→ Document passage
-----
During the renovation of the 6th floor at Elkhart General Hospital (Beacon Health System), Tonn and Blank delivered a complex healthcare renovation focused on patient safety and operational continuity. The project involved fully gutting and repurposing a former medical-surgical floor into a dedicated isolation unit capable of supporting increased patient demand and limiting the spread of infectious disease—one of the first of its kind constructed in Indiana.

The work was performed within an active, six-story hospital with limited site access, a tributary along the north side of the building, and constrained staging on the south side. In addition to maintaining uninterrupted hospital operations, the project required strict adherence to infection control protocols, noise and vibration management, and precise coordination with hospital administration and clinical staff.

hospital

Rather than performing extensive room construction and overhead work within the occupied facility, Tonn and Blank leveraged its Off-Site Construction Division to prefabricate 20 patient rooms, 20 bathroom pods, and exterior wall panels in a controlled, climate-controlled environment. These assemblies were completed off-site, inspected, and delivered ready for installation, significantly reducing the duration and intensity of disruptive work inside the hospital.

This approach eliminated the need for full-building scaffolding, resulting in approximately $400,000 in cost savings, and minimized the need for prolonged exterior access around an operational healthcare facility. While limited scaffolding was required on the west elevation due to crane placement constraints, the majority of exterior wall work was completed off-site during winter months, removing weather exposure and reducing safety risk to workers and hospital occupants alike.
-----
(Saved entries)

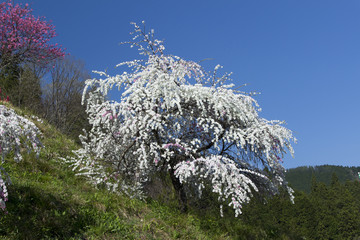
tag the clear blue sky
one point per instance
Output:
(303, 56)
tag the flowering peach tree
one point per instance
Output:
(24, 37)
(16, 134)
(173, 117)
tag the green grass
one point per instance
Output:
(47, 201)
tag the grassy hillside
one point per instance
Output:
(300, 177)
(47, 201)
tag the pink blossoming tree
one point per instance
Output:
(174, 118)
(17, 134)
(24, 37)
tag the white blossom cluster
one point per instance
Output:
(16, 133)
(172, 116)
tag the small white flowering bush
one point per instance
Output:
(16, 134)
(171, 116)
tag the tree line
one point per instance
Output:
(38, 75)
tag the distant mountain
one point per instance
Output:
(300, 177)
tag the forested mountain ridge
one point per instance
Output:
(300, 177)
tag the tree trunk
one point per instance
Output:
(180, 191)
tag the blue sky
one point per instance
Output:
(303, 56)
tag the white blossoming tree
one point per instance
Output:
(173, 117)
(16, 134)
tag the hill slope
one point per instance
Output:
(47, 201)
(300, 177)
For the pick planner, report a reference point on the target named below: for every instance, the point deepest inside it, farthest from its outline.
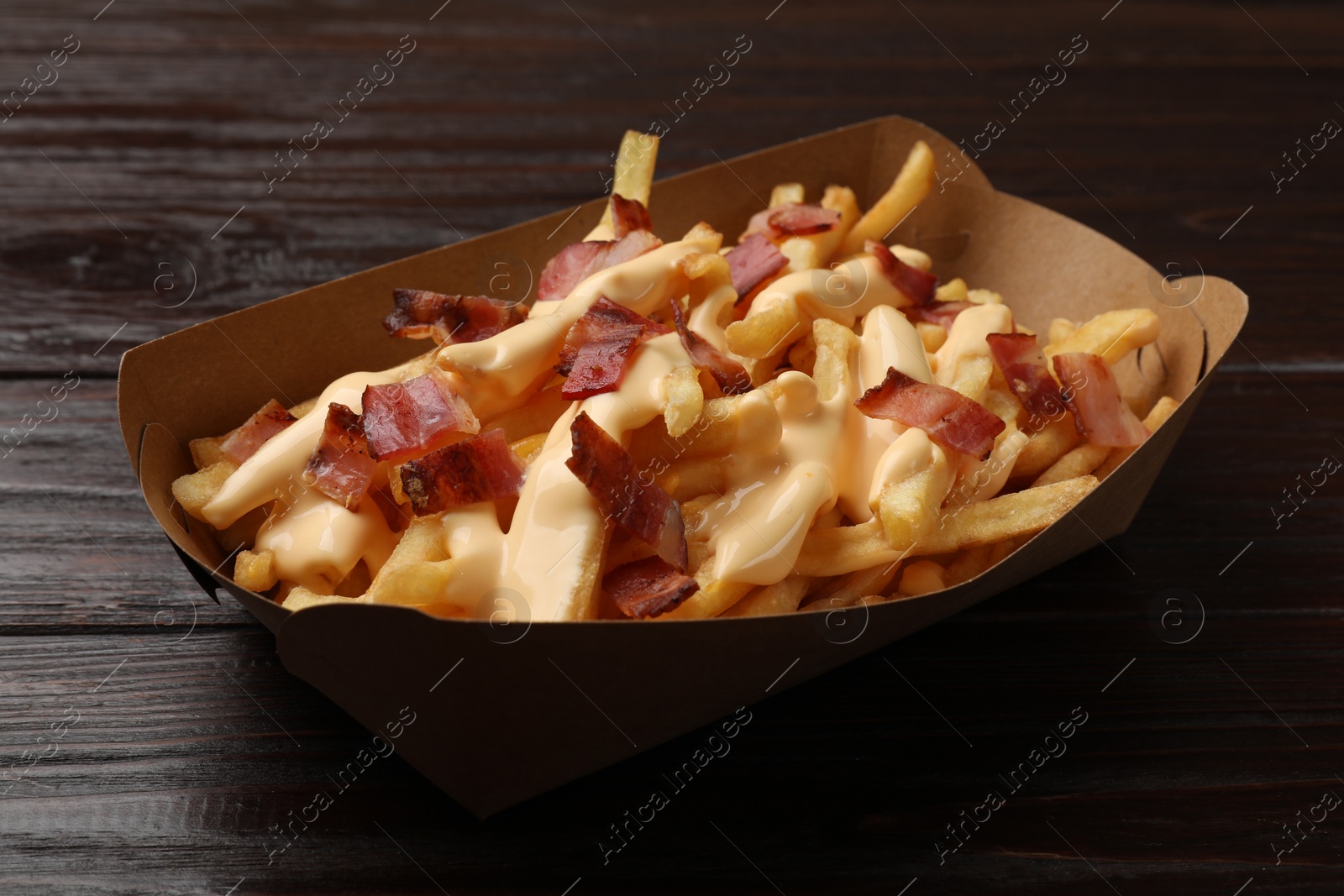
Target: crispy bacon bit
(260, 427)
(418, 313)
(340, 466)
(628, 215)
(577, 262)
(1092, 394)
(951, 419)
(1023, 365)
(911, 282)
(940, 313)
(643, 508)
(648, 587)
(405, 419)
(481, 468)
(600, 348)
(752, 262)
(732, 378)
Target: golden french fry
(1045, 446)
(255, 571)
(1162, 411)
(932, 335)
(954, 291)
(772, 600)
(685, 399)
(1079, 461)
(632, 176)
(768, 332)
(1005, 516)
(1113, 335)
(911, 184)
(922, 577)
(197, 490)
(786, 195)
(815, 250)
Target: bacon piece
(405, 419)
(951, 419)
(244, 443)
(1023, 365)
(1092, 394)
(481, 468)
(752, 262)
(628, 215)
(911, 282)
(732, 378)
(622, 493)
(600, 348)
(577, 262)
(648, 587)
(418, 313)
(340, 466)
(940, 313)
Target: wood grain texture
(118, 184)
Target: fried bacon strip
(340, 466)
(418, 313)
(628, 215)
(643, 508)
(951, 419)
(260, 427)
(752, 262)
(648, 587)
(405, 419)
(481, 468)
(911, 282)
(1092, 394)
(600, 347)
(578, 261)
(1023, 365)
(732, 378)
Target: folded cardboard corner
(504, 712)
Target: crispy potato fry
(932, 335)
(1045, 446)
(954, 291)
(772, 600)
(1162, 412)
(1079, 461)
(911, 184)
(255, 571)
(815, 250)
(922, 577)
(768, 332)
(632, 176)
(685, 399)
(1005, 516)
(1113, 335)
(786, 195)
(197, 490)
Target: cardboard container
(526, 708)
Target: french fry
(1113, 335)
(813, 250)
(911, 184)
(772, 600)
(255, 571)
(1079, 461)
(786, 195)
(685, 399)
(1162, 412)
(197, 490)
(632, 176)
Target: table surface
(150, 739)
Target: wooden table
(170, 741)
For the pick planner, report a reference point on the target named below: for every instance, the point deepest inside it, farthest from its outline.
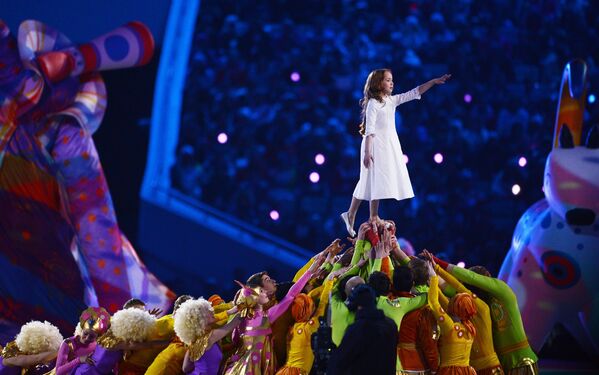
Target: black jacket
(368, 346)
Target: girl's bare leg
(349, 217)
(374, 209)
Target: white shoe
(348, 226)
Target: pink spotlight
(522, 161)
(222, 138)
(319, 159)
(314, 177)
(274, 214)
(516, 189)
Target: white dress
(387, 177)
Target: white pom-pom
(37, 337)
(193, 319)
(132, 324)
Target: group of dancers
(388, 312)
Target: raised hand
(441, 80)
(363, 229)
(317, 262)
(335, 247)
(368, 160)
(345, 259)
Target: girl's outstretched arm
(435, 81)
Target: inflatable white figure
(553, 261)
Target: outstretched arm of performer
(435, 81)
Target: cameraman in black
(369, 344)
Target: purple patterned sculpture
(60, 245)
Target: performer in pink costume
(60, 245)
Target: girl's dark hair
(372, 90)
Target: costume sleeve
(277, 310)
(426, 338)
(302, 270)
(443, 319)
(371, 113)
(63, 365)
(221, 318)
(324, 298)
(491, 285)
(406, 97)
(414, 302)
(323, 302)
(452, 281)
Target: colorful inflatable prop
(60, 246)
(553, 262)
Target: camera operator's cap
(215, 300)
(96, 319)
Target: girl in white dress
(383, 172)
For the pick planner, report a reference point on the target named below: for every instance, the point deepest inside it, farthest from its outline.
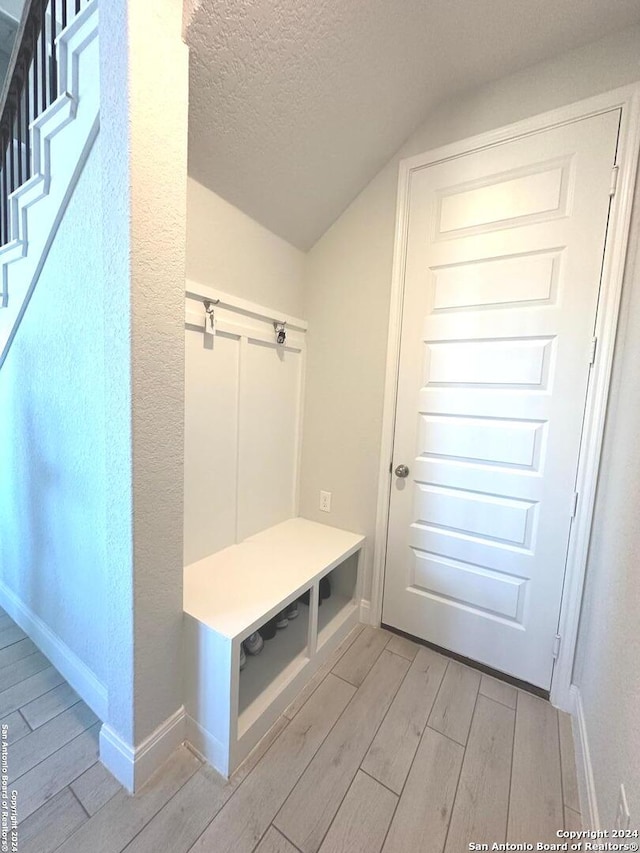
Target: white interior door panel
(504, 251)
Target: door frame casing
(627, 99)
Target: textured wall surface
(349, 280)
(229, 250)
(295, 105)
(144, 223)
(52, 437)
(607, 669)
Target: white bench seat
(229, 595)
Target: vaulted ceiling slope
(296, 104)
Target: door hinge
(613, 186)
(574, 505)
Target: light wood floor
(391, 747)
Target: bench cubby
(231, 594)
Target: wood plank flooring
(391, 747)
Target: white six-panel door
(503, 260)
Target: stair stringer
(62, 137)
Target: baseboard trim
(365, 611)
(83, 680)
(133, 766)
(206, 747)
(586, 782)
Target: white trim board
(133, 766)
(626, 99)
(195, 290)
(584, 768)
(80, 677)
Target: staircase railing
(31, 85)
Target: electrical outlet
(623, 818)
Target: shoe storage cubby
(342, 583)
(280, 659)
(230, 595)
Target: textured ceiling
(296, 104)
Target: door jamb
(627, 99)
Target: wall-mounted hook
(210, 316)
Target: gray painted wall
(52, 437)
(607, 668)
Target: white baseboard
(133, 766)
(80, 677)
(586, 783)
(365, 611)
(206, 747)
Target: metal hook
(210, 320)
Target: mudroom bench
(231, 594)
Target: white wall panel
(242, 423)
(268, 450)
(211, 443)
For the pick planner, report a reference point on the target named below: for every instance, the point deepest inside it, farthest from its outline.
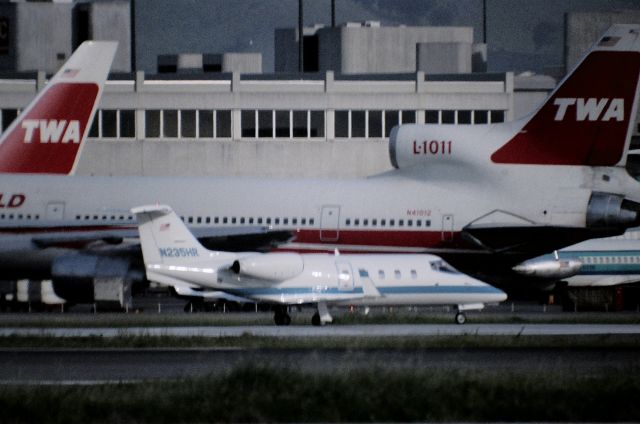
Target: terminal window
(248, 121)
(170, 123)
(480, 117)
(300, 124)
(375, 124)
(316, 129)
(391, 119)
(109, 123)
(283, 124)
(205, 123)
(497, 116)
(432, 117)
(152, 123)
(358, 123)
(188, 123)
(464, 117)
(223, 123)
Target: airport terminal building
(219, 114)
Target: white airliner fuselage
(174, 257)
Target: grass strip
(257, 394)
(150, 319)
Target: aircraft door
(330, 223)
(447, 227)
(55, 210)
(345, 276)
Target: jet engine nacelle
(612, 210)
(107, 281)
(269, 266)
(553, 269)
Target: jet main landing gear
(281, 315)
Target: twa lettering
(178, 252)
(433, 147)
(52, 130)
(590, 109)
(12, 200)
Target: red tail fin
(48, 135)
(587, 120)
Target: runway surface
(335, 330)
(93, 366)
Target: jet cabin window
(442, 266)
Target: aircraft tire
(281, 317)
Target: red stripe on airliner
(561, 134)
(27, 150)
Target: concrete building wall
(584, 28)
(444, 58)
(112, 21)
(356, 48)
(391, 49)
(326, 154)
(244, 63)
(286, 50)
(44, 35)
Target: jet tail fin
(47, 137)
(165, 239)
(588, 119)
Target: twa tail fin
(46, 138)
(588, 119)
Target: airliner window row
(463, 117)
(374, 222)
(225, 220)
(20, 216)
(610, 259)
(396, 273)
(104, 217)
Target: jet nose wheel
(281, 316)
(461, 318)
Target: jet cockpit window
(442, 266)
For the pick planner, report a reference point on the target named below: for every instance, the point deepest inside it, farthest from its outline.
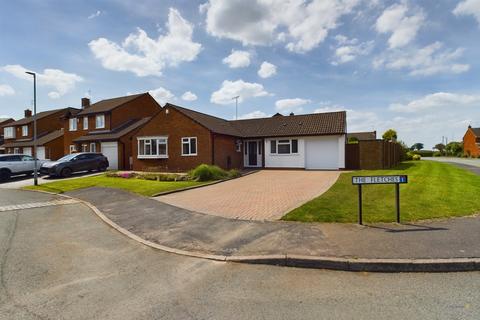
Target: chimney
(85, 103)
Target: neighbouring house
(361, 136)
(50, 134)
(179, 139)
(107, 126)
(471, 142)
(3, 123)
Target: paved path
(264, 195)
(186, 230)
(63, 262)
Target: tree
(390, 135)
(454, 149)
(440, 147)
(417, 146)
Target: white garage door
(321, 153)
(41, 153)
(110, 150)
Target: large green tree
(390, 135)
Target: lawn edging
(315, 262)
(202, 185)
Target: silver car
(17, 164)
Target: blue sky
(409, 65)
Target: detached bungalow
(471, 142)
(178, 139)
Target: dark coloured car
(85, 161)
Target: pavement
(263, 195)
(63, 262)
(327, 245)
(18, 182)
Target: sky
(408, 65)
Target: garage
(110, 150)
(324, 153)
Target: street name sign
(379, 179)
(365, 180)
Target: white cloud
(238, 59)
(253, 115)
(162, 95)
(150, 56)
(468, 7)
(6, 90)
(189, 96)
(436, 101)
(302, 25)
(349, 49)
(94, 15)
(426, 61)
(403, 27)
(291, 105)
(267, 70)
(240, 88)
(61, 81)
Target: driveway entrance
(264, 195)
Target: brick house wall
(470, 144)
(174, 125)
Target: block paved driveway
(264, 195)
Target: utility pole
(236, 106)
(35, 171)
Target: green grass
(142, 187)
(434, 190)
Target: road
(62, 262)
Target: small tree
(440, 147)
(417, 146)
(390, 135)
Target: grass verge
(139, 186)
(434, 190)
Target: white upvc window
(9, 132)
(189, 146)
(100, 121)
(72, 124)
(152, 147)
(284, 146)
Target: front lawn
(434, 190)
(140, 186)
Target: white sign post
(396, 180)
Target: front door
(252, 153)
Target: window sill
(152, 157)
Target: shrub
(205, 172)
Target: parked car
(17, 164)
(85, 161)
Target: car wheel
(66, 172)
(4, 175)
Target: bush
(205, 172)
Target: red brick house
(18, 135)
(178, 139)
(107, 126)
(471, 142)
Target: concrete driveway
(264, 195)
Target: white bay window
(152, 147)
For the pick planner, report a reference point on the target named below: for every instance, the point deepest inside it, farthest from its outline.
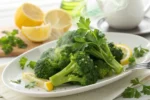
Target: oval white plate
(13, 71)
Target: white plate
(13, 71)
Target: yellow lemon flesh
(28, 15)
(127, 53)
(37, 33)
(59, 19)
(42, 83)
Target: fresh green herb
(84, 23)
(131, 93)
(17, 81)
(132, 60)
(139, 51)
(23, 62)
(31, 85)
(135, 81)
(21, 43)
(146, 90)
(10, 40)
(7, 48)
(31, 64)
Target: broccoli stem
(62, 76)
(108, 58)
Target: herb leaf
(31, 64)
(17, 81)
(132, 61)
(21, 43)
(31, 85)
(10, 40)
(146, 90)
(131, 93)
(135, 81)
(22, 62)
(7, 48)
(84, 23)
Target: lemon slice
(37, 33)
(42, 83)
(60, 20)
(28, 15)
(127, 53)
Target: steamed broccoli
(45, 68)
(81, 70)
(97, 45)
(103, 68)
(116, 52)
(52, 61)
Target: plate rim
(77, 90)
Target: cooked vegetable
(45, 68)
(10, 40)
(103, 68)
(52, 61)
(31, 85)
(131, 92)
(80, 70)
(17, 81)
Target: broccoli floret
(97, 45)
(48, 53)
(81, 69)
(116, 52)
(103, 68)
(44, 68)
(52, 61)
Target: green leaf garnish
(146, 90)
(31, 85)
(139, 51)
(22, 62)
(135, 81)
(131, 93)
(132, 60)
(84, 23)
(31, 64)
(10, 40)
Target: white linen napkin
(108, 92)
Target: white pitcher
(123, 14)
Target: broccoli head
(44, 68)
(103, 68)
(81, 70)
(52, 61)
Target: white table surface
(7, 10)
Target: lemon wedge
(42, 83)
(28, 15)
(59, 19)
(37, 33)
(127, 53)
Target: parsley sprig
(131, 92)
(138, 52)
(16, 81)
(10, 40)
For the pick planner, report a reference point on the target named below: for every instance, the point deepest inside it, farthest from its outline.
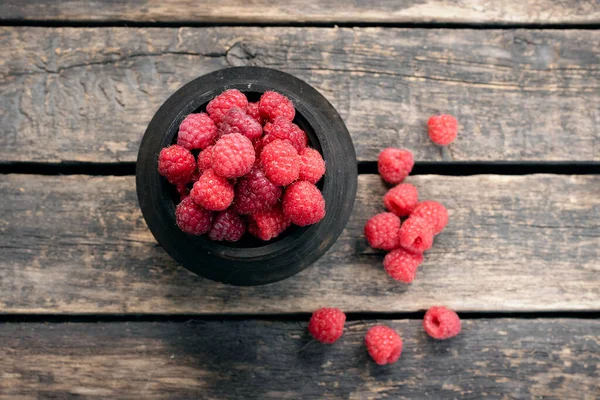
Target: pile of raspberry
(244, 167)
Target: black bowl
(250, 261)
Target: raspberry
(228, 226)
(312, 166)
(434, 213)
(327, 325)
(416, 235)
(402, 264)
(253, 111)
(192, 218)
(442, 129)
(303, 203)
(267, 225)
(236, 121)
(197, 131)
(212, 191)
(205, 159)
(218, 107)
(280, 162)
(383, 231)
(273, 105)
(281, 128)
(394, 165)
(176, 163)
(401, 199)
(441, 323)
(233, 156)
(254, 192)
(384, 344)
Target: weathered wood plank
(298, 11)
(556, 358)
(73, 94)
(78, 244)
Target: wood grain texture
(503, 358)
(75, 94)
(78, 244)
(298, 11)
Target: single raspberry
(205, 159)
(281, 128)
(402, 264)
(192, 218)
(327, 325)
(253, 111)
(280, 162)
(233, 156)
(442, 129)
(312, 166)
(267, 225)
(212, 191)
(273, 105)
(416, 235)
(254, 192)
(236, 121)
(434, 213)
(176, 163)
(303, 203)
(401, 199)
(394, 165)
(441, 323)
(197, 131)
(384, 344)
(227, 226)
(383, 231)
(218, 107)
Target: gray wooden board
(78, 244)
(299, 11)
(87, 94)
(500, 358)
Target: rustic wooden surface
(87, 94)
(313, 11)
(553, 358)
(78, 244)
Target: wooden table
(92, 307)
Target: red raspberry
(228, 226)
(176, 163)
(384, 344)
(312, 166)
(280, 162)
(416, 235)
(442, 129)
(441, 323)
(192, 218)
(281, 128)
(218, 107)
(394, 165)
(253, 111)
(197, 131)
(402, 264)
(327, 325)
(233, 156)
(212, 191)
(434, 213)
(401, 199)
(205, 159)
(236, 121)
(383, 231)
(303, 203)
(267, 225)
(273, 105)
(254, 192)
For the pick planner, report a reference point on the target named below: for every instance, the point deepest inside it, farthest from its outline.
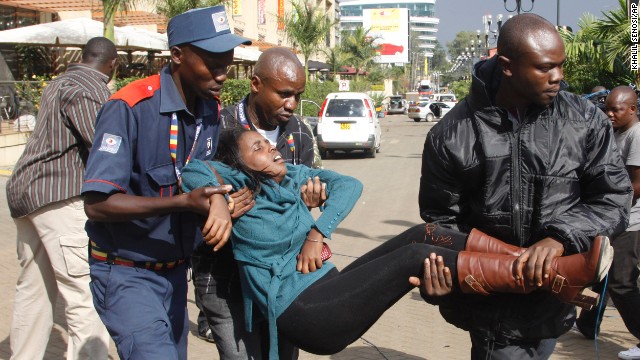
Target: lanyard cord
(242, 118)
(173, 143)
(598, 318)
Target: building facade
(423, 25)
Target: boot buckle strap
(475, 285)
(558, 283)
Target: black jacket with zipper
(558, 175)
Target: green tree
(615, 32)
(110, 9)
(461, 88)
(439, 60)
(361, 49)
(336, 58)
(306, 27)
(171, 8)
(587, 64)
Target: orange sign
(236, 8)
(280, 14)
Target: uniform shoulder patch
(138, 90)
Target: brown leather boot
(477, 241)
(485, 273)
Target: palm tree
(336, 58)
(110, 8)
(360, 47)
(592, 58)
(615, 31)
(306, 28)
(171, 8)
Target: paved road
(411, 329)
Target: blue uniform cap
(206, 28)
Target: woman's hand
(534, 265)
(436, 280)
(314, 193)
(217, 228)
(310, 258)
(243, 201)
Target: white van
(348, 121)
(449, 99)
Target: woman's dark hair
(228, 153)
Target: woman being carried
(321, 310)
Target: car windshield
(345, 108)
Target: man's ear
(256, 84)
(505, 63)
(176, 54)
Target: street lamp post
(518, 7)
(487, 20)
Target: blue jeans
(145, 311)
(217, 288)
(485, 349)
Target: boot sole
(604, 260)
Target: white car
(348, 121)
(428, 111)
(449, 99)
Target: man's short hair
(99, 50)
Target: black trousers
(339, 308)
(623, 287)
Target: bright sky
(466, 15)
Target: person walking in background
(276, 86)
(44, 199)
(622, 285)
(142, 229)
(532, 165)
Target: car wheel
(370, 153)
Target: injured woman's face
(258, 154)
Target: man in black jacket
(276, 85)
(545, 175)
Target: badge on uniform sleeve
(110, 143)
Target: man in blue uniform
(142, 229)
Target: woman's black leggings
(339, 308)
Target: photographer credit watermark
(633, 16)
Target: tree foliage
(461, 88)
(599, 53)
(306, 27)
(360, 47)
(171, 8)
(460, 42)
(336, 58)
-----
→ Required work
1 - Decide whether each statement below agrees with the hospital renovation account. Answer yes or no for each, and quote the words of the account that settle it.
(a) Prefabricating work off-site removed the need for full-building scaffolding and saved roughly $400,000.
(b) The Off-Site Construction Division prefabricated 30 patient rooms.
(c) No scaffolding was used anywhere on the building.
2 - Continue the hospital renovation account from its final sentence.

→ Numbered answers
1 -
(a) Yes: "This approach eliminated the need for full-building scaffolding, resulting in approximately $400,000 in cost savings"
(b) No: "prefabricate 20 patient rooms, 20 bathroom pods, and exterior wall panels"
(c) No: "limited scaffolding was required on the west elevation due to crane placement constraints"

2 -
hospital

By relocating the most repetitive and physically demanding construction activities away from the active hospital environment, the team reduced overhead work, ladder and lift use, material handling in tight corridors, and exposure to occupied clinical spaces. From the hospital’s perspective, this meant less noise, dust, and vibration—critical factors in patient recovery and staff effectiveness. From a safety standpoint, it allowed higher-risk tasks to be completed in a predictable setting with better ergonomic control and fewer variables.

Careful planning and coordination with Beacon Health leadership ensured that essential hospital functions continued throughout construction. The result was a highly specialized isolation floor featuring new patient rooms, nurse stations, mechanical spaces, and a vertical expansion for a mechanical penthouse—delivered with minimal disruption to patients, staff, and the surrounding community.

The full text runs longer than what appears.